┌─ Exercise material
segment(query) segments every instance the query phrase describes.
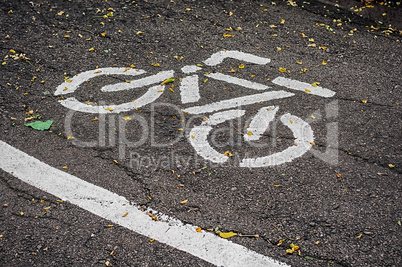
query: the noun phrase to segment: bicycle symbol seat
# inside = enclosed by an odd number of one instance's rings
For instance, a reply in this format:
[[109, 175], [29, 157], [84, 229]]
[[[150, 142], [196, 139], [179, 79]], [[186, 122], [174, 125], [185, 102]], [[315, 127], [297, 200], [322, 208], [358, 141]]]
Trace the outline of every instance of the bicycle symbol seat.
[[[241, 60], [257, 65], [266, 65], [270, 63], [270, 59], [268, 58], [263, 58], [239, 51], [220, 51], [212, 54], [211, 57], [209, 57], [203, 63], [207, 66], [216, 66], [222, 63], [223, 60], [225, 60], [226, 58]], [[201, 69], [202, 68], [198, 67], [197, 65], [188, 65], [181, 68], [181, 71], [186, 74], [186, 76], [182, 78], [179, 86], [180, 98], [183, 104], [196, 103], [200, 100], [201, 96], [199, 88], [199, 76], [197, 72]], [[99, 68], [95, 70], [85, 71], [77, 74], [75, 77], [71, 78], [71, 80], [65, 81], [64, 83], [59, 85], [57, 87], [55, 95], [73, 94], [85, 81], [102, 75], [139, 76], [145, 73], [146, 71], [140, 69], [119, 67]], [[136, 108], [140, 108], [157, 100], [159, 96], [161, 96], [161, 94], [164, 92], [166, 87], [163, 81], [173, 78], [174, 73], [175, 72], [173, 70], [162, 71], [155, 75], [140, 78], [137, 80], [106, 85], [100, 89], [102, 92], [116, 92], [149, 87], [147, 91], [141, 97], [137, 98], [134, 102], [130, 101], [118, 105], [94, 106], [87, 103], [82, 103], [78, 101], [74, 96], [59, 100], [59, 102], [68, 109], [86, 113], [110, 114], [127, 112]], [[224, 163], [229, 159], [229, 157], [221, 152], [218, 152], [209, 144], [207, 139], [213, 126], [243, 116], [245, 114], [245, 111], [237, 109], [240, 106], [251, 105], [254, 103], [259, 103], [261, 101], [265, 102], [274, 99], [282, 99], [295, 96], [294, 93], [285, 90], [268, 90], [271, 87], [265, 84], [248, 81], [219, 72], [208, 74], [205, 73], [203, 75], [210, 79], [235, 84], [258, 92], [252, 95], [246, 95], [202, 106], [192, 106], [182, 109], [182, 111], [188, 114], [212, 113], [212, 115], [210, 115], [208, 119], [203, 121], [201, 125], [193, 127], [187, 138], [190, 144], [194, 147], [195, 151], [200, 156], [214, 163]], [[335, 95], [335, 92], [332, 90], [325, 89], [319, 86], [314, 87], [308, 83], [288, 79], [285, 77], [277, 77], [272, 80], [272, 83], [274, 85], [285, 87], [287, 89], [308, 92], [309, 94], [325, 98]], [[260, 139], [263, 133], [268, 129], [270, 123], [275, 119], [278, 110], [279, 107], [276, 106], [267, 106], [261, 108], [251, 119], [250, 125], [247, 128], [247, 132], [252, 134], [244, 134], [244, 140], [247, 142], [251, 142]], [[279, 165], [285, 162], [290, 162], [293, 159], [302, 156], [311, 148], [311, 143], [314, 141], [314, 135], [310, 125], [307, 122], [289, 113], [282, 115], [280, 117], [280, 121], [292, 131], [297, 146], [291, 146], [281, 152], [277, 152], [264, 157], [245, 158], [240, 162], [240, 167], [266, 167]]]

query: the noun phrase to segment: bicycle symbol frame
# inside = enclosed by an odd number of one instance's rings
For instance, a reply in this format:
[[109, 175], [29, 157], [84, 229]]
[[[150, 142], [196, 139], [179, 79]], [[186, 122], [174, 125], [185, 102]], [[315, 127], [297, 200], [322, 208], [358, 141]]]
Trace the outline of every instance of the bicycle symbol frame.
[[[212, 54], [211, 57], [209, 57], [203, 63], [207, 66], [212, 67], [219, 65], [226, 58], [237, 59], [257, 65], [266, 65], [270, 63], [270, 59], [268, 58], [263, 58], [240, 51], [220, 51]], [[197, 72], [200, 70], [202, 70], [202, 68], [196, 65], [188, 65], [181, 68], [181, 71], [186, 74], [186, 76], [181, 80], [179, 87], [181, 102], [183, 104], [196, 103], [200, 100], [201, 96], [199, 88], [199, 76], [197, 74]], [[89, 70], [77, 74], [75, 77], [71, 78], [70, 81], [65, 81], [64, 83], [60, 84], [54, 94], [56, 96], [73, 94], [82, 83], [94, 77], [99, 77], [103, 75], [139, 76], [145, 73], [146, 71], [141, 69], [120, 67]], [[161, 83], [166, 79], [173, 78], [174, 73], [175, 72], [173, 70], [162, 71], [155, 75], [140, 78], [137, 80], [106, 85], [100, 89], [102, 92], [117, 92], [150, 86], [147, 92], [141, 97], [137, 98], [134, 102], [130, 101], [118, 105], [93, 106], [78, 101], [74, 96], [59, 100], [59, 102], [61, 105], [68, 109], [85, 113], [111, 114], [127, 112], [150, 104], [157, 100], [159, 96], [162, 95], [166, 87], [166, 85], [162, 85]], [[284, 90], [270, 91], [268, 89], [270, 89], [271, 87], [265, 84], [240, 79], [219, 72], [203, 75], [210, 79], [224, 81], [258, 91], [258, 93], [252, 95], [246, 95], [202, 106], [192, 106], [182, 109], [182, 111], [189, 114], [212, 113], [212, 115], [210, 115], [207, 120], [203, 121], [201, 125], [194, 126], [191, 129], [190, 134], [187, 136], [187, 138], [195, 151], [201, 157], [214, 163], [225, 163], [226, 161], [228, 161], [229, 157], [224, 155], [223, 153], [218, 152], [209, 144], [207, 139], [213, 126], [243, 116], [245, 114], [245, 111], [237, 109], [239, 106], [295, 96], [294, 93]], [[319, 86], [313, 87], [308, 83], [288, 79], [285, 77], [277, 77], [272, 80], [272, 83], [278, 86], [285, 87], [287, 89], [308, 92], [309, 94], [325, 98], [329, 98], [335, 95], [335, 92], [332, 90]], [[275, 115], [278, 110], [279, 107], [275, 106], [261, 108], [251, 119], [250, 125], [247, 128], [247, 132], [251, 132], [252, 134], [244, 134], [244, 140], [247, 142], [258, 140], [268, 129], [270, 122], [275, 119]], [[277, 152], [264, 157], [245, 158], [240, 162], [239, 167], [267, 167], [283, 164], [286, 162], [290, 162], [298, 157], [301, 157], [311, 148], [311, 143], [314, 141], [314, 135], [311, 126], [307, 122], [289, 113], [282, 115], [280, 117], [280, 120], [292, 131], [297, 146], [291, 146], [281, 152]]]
└─
__What to produce__.
Wherever a line above contains the string "noun", count it; then give the total alone.

__Response box__.
2